Requests:
[a] In the excerpt on bank advances against railway receipts, what is generally printed on the back of a railway receipt?
[b] Transcribe the railway receipt excerpt from "Alternatively, the warehouse-keeper" up to and including "place mentioned therein.".
[c] Continue the railway receipt excerpt from where it stops.

Document excerpt:

Alternatively, the warehouse-keeper may take the policy. The banker
must see that the premium is paid regularly.
(v) Proper margin must be kept.
3. Railway Receipt: A railway receipt is a document issued by the
railway company acknowledging the receipt of the goods and
undertaking to carry the goods delivered to a place mentioned therein.
The terms and conditions of carriage. are generally printed on the back
of the receipt. The advances are granted against the railway receipt for a
very short period since the receipt is to be presented before the railway
authorities at destination for obtaining delivery of goods. The consignor
usually draws a bill of exchange on the consignee for the amount of the
invoice. The railway receipt is attached with the bill of exchange and the
banker grants advance by discounting such bill. The banker presents the
bill for acceptance or payment (as per the terms of the bill) before the
consignee and on his acceptance or payment. delivers him railway
receipt. A railway receipt is a document of title but not a negotiable
instrument A banker, therefore, should take the following additional
precautions, besides taking the usual precautions, while advancing
money against it:
(i) The banker should either be as a consignee of the railway receipt or it
should be endorsed to him by the consignor as the original owner.
(ii) The goods evidenced by the railway receipt should be at railways
risk’ and preferably they should be ‘freight paid.’
(iii) The banker should immediately inform the railway authorities of its
interest in the goods and ask them to deliver the goods only when the
railway receipt duly discharged by the banker is produced.

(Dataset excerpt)
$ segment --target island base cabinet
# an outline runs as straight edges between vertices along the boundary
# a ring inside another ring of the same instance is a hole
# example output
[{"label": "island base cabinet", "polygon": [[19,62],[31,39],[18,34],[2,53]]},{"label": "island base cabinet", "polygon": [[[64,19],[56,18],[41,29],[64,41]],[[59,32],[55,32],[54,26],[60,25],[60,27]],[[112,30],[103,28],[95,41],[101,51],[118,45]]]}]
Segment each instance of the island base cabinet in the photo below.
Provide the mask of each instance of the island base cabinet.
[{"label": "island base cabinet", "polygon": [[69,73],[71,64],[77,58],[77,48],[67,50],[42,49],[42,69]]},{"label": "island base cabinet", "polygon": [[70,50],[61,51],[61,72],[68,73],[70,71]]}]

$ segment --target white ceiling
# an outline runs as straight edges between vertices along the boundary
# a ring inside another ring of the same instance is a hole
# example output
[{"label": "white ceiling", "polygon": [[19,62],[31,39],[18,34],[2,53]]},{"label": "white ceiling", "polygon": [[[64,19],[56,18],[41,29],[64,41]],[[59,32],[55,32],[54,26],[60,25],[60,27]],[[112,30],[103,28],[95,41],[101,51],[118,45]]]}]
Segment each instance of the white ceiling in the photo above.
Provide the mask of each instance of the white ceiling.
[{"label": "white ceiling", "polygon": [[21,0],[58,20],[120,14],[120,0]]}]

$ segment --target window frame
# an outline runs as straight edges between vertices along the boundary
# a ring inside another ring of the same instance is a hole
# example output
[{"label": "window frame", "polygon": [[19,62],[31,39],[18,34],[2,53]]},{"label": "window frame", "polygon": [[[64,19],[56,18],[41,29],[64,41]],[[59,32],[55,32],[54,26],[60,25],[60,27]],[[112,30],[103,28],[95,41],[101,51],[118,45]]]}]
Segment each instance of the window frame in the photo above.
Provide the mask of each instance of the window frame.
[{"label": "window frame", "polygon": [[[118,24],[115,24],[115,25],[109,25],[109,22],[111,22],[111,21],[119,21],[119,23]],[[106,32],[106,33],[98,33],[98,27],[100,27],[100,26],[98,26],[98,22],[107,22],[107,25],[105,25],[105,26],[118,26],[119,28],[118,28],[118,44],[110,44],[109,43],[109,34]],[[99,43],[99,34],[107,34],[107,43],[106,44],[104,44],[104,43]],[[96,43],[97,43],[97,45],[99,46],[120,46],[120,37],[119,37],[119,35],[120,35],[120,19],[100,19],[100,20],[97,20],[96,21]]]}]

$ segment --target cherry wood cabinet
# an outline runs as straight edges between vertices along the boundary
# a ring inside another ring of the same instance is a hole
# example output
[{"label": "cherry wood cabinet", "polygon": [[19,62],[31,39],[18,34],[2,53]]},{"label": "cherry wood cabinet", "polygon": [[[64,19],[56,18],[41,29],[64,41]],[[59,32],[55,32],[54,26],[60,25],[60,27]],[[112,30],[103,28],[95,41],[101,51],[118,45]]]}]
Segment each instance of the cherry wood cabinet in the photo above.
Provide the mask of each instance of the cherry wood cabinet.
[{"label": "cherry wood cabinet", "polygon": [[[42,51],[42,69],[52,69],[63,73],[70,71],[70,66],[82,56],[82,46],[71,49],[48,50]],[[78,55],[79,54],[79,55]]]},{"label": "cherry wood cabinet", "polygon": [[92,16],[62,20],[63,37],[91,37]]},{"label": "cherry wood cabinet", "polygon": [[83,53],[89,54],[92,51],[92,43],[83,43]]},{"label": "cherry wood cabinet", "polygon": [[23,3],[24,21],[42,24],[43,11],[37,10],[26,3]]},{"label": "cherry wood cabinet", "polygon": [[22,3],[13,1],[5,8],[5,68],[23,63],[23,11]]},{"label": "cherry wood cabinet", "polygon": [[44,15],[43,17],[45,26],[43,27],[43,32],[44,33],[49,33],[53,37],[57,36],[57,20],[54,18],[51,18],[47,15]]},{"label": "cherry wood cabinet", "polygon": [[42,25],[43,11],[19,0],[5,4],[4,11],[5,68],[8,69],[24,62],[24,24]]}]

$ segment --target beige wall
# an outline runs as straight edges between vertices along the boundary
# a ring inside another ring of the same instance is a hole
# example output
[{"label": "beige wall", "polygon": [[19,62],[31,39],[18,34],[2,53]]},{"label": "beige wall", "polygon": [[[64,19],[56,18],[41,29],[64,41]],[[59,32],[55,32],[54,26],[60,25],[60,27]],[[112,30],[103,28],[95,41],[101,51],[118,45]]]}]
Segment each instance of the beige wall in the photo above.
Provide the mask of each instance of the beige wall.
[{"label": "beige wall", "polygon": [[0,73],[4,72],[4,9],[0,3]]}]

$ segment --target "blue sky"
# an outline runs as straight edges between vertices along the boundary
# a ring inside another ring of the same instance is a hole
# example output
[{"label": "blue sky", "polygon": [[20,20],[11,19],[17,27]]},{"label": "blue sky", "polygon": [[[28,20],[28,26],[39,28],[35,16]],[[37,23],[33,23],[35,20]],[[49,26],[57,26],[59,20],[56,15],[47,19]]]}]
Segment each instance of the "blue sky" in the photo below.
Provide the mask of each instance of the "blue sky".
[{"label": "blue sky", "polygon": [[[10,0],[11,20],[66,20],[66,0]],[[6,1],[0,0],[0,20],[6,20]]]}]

Response list:
[a] The terms and conditions of carriage.

[b]
Alternatively, the warehouse-keeper may take the policy. The banker
must see that the premium is paid regularly.
(v) Proper margin must be kept.
3. Railway Receipt: A railway receipt is a document issued by the
railway company acknowledging the receipt of the goods and
undertaking to carry the goods delivered to a place mentioned therein.

[c]
 
Documents
1 Application for credit
2 Accepted copy of sanction letter
3 D. P. note
4 Letter of Arrangement
5 Letter of continuity
6 Letter of lien.
7 Letter of assignment
8 Letter of guarantee from 3rd party (if any).
 
Stock-Exchange Share
Stock exchange securities include securities in which dealings take place
on the stock exchanges. They can be classified into three categories :
(i) Government securities:They include securities issued by the
Central and the State Governments.
(ii) Semi-government securities. They include securities issued by
semi-government institutions like Port Trusts, Improvement Trusts etc.
(iii) Corporate securities: They include securities issued by public
limited companies. They may further be classified as (i) ownership
securities consisting of equity and preference shares, and (ii) creditor-
ship securities represented by debentures.
Shares and debentures of private limited companies are not suitable
form of security for grant of bank advances on account of their being not
quoted on a stock exchange, restrictive transferability and non-
marketability.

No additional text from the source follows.